> **Given passage**
Tuesday, September 09, 2008

1. KRISHNAMURTI on Violence and Other Matters

[LIVING IN AN INSANE WORLD is a selection of passages from books and discussion groups with J. KRISHNAMURTI. From that, in turn, I have tried to make a finer selection]:

“Most of us take a pleasure in violence, in disliking somebody, hating a particular race or a group of people, having antagonistic feelings about others. There is a certain pleasure in this, which I think most of us are aware of. But I don’t think we realize that there is a far greater state of mind in which all violence of any sort has come to an end. In that there is far more joy than in the mere pleasure of violence with its conflicts, with its hatred and fears. So if we are at all serious we should by discussing, by the exchange of ideas, thoughts, feelings, we should discover whether it is at all possible totally to end every form of violence. I think it is possible and yet to live in this world, in this monstrous brutal world of violence.

“We took a part of this violence, which is anger, and we were trying to find out how to meet it without suppressing it, sublimating it, or accepting it. We said that it is quite an art to look at anger without any justification or condemnation. To look at ourselves without accepting or denying, to see ourselves exactly as we are, is quite a difficult thing to do, and therefore one has to learn how to look. If one knows how to look at violence outwardly in society – wars, riots, the nationalistic antagonisms, the class conflicts – then perhaps we can observe violence in ourselves: sexual, ambition, aggression, the violence of defending oneself. Then perhaps we shall be able to go beyond it.”

“If I do not know not to analyze, how to look, I cannot come upon the other. I cannot have this total perception if I don’t know how to look. My mind has been trained for generations to analyze; it is extremely arduous to realize that analysis in any form doesn’t lead anywhere. But I must know how to analyze; otherwise I cannot come upon the other. This means, in the very process of analysis my mind becomes extraordinarily sharp, and it is that quality of sharpness, attention, seriousness that will give a total perception. You see, we are so eager to get the total, to see the whole thing in one glance. But we haven’t the eyes to look. It is only possible to have that clarity if I can see the detail and then jump.

“Nationalism, with its unfortunate patriotism, is really a glorified form, an ennobled form, of tribalism. In a small tribe or in a very large tribe there is a sense of being together, having the same language, the same superstitions, the same kind of political, religious system. And one feels safe, protected, happy, comforted. And for that safety, comfort, we are willing to kill others who have the same kind of desire to be safe, to feel protected, to belong to something. This terrible desire to identify oneself with a group, with a flag, with a religious ritual and so on, gives us the feeling that we have roots, that we are not homeless wanderers. There is the desire, the urge, to find one’s roots.”

> **Required tasks**
(A) Answer these questions on the Krishnamurti passage, one line each:
(i) What is the title of the selection the passages are drawn from?
(ii) What three ways of meeting anger does the passage set aside?
(iii) Of what is nationalism called a glorified form?
(B) Write the next part of the Krishnamurti passage, picking up after its final sentence.

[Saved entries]
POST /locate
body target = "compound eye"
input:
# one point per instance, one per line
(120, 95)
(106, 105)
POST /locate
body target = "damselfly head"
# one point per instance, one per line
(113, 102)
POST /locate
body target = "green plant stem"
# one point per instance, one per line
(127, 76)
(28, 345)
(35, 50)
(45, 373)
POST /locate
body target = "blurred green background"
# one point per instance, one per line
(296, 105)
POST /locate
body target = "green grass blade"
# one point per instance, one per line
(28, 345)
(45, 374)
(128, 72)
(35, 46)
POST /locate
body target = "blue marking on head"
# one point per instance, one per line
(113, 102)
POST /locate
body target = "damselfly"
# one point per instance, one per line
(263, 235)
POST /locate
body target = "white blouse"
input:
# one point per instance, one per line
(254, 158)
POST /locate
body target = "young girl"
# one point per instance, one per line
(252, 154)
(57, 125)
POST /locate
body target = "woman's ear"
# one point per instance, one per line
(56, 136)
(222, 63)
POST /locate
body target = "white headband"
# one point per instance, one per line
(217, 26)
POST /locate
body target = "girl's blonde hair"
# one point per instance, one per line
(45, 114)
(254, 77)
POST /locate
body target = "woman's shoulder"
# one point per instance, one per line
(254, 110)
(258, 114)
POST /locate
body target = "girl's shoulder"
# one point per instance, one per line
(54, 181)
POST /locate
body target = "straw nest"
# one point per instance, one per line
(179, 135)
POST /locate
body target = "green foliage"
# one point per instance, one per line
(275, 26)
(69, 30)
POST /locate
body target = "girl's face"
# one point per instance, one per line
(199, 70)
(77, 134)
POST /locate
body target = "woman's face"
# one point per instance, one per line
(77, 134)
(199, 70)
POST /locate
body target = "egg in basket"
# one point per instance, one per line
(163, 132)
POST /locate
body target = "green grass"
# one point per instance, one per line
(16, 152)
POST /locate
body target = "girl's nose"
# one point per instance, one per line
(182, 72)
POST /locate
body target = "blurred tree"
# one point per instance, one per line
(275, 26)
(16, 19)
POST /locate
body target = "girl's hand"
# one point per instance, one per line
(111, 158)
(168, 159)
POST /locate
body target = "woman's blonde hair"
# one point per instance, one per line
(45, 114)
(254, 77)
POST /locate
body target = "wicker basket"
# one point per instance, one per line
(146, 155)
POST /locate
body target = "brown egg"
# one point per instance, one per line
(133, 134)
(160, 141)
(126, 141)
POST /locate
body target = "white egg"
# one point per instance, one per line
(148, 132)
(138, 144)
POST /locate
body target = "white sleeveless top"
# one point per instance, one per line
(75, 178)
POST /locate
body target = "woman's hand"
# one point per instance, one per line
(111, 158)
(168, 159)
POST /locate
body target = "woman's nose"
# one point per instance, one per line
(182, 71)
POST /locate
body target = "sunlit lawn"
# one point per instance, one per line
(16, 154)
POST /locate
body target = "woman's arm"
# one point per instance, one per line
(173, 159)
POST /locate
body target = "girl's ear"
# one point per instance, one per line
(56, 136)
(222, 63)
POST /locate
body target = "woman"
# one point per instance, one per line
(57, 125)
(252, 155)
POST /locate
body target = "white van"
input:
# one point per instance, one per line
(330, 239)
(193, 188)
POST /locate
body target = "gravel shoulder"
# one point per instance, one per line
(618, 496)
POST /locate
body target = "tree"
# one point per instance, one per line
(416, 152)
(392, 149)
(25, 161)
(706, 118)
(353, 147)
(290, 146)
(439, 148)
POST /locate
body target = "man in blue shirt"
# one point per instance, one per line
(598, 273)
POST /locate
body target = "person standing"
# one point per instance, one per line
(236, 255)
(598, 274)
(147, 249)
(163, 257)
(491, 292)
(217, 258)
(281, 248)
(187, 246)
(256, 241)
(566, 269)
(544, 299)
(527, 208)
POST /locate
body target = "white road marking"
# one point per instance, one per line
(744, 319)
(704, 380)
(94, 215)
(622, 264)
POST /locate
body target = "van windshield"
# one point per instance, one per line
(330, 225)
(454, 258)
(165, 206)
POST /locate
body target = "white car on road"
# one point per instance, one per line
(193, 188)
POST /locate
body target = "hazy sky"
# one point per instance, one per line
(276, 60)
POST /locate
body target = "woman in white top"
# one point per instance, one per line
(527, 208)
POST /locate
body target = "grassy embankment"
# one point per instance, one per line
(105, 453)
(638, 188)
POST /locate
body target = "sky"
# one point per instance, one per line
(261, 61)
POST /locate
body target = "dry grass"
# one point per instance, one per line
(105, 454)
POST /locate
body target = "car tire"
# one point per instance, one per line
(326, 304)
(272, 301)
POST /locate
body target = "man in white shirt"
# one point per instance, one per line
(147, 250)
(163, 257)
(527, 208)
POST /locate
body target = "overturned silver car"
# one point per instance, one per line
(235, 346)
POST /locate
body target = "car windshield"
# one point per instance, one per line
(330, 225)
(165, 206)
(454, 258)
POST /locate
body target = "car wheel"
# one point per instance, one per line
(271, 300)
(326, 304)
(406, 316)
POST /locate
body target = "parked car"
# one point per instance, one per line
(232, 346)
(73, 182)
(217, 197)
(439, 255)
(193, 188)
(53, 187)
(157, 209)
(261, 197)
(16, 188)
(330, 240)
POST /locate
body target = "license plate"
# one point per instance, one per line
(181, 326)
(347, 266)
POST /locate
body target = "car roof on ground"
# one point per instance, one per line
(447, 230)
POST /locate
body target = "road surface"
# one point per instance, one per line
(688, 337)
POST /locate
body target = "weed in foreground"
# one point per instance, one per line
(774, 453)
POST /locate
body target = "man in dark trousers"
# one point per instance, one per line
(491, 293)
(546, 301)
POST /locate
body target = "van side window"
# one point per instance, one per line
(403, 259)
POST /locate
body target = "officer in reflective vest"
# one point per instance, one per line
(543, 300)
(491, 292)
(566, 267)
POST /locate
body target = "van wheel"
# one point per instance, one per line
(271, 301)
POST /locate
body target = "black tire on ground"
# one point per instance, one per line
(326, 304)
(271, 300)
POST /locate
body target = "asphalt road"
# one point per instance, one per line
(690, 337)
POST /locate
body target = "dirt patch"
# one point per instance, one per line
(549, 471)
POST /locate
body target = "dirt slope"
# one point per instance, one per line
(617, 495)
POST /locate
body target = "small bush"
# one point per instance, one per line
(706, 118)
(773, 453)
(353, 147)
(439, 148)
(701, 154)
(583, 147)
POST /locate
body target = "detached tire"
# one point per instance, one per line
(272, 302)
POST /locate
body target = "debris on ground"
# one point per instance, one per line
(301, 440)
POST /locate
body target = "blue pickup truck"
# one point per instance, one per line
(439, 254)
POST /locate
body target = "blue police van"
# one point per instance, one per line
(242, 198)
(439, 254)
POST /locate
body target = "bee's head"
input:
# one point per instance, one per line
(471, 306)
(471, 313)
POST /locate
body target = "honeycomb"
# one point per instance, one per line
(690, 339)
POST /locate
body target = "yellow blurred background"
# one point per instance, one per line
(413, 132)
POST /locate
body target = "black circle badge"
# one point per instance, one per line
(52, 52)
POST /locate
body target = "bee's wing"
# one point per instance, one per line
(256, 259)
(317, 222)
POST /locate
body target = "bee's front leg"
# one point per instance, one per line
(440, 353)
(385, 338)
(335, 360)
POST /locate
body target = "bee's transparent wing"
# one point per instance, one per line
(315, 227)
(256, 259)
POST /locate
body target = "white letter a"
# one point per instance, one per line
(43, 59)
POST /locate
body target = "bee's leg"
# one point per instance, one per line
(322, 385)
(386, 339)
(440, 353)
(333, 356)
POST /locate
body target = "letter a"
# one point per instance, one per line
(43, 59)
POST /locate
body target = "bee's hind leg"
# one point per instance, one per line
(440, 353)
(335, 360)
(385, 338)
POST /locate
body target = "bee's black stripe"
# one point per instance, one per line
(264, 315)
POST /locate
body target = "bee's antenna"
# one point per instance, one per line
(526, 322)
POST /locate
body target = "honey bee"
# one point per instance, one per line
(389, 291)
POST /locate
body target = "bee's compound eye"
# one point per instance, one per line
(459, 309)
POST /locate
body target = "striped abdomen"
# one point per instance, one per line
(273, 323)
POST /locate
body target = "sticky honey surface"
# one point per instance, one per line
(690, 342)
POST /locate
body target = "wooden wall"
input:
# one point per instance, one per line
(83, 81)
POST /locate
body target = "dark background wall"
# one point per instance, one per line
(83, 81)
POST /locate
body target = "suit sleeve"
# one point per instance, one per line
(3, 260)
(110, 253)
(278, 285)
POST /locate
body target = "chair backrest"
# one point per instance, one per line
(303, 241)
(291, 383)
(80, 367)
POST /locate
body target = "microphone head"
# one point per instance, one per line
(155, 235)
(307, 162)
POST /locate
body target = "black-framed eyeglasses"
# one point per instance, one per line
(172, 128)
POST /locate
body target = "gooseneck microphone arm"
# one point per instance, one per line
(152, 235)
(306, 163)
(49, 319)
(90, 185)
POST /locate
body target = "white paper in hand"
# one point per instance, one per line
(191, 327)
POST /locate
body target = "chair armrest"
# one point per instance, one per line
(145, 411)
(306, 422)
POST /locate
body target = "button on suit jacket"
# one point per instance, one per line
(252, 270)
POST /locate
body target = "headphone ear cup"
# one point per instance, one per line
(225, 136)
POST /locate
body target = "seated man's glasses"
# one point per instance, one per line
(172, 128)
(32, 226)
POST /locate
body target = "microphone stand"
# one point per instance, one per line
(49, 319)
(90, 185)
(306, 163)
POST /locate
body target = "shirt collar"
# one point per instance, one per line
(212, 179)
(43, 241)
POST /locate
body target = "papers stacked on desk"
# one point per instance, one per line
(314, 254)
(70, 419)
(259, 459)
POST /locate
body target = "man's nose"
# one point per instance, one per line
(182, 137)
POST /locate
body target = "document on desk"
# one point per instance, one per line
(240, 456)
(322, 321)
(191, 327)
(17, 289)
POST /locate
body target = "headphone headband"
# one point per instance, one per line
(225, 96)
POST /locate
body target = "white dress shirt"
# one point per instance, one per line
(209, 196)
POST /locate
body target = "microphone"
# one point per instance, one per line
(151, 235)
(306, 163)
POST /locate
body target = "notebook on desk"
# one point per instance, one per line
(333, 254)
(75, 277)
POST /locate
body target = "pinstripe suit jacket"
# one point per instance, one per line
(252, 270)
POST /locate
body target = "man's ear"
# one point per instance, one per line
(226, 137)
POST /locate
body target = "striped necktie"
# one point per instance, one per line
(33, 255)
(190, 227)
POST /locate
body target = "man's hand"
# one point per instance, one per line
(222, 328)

> **Your written answers**
(A)
(i) LIVING IN AN INSANE WORLD
(ii) Suppressing it, sublimating it, and accepting it
(iii) Tribalism

(B)
“This separative spirit of nationalism is spreading like fire all over the world. Patriotism is cultivated and cleverly exploited by those who are seeking further expansion, wider powers, greater enrichment; and each one of us takes part in this process, for we also desire these things. Conquering other lands and other people provides new markets for goods as well as for political and religious ideologies.”

“Nationalism, the patriotic spirit, class and race consciousness are all ways of the self, and therefore separative. After all, what is a nation but a group of individuals living together for economic and self-protective reasons? Out of fear and acquisitive self-defense arises the idea of ‘my country,’ with its boundaries and tariff walls, rendering brotherhood and the unity of man [woman] [The Human] impossible.

“The desire to gain and to hold, the longing to be identified with something greater than ourselves creates the spirit of nationalism; and nationalism breeds war. In every country the government, encouraged by organized religion, is upholding nationalism and the separative spirit. Nationalism is a disease, and it can never bring about world unity. We can not attain health through disease, we must first free ourselves from the disease.”

“Organized religions, with their temporal and spiritual authority, are equally incapable of bringing peace to man, for they also are the outcome of our ignorance and fear, of our make-believe and egotism.”

“If you change, it will affect the whole of mankind.”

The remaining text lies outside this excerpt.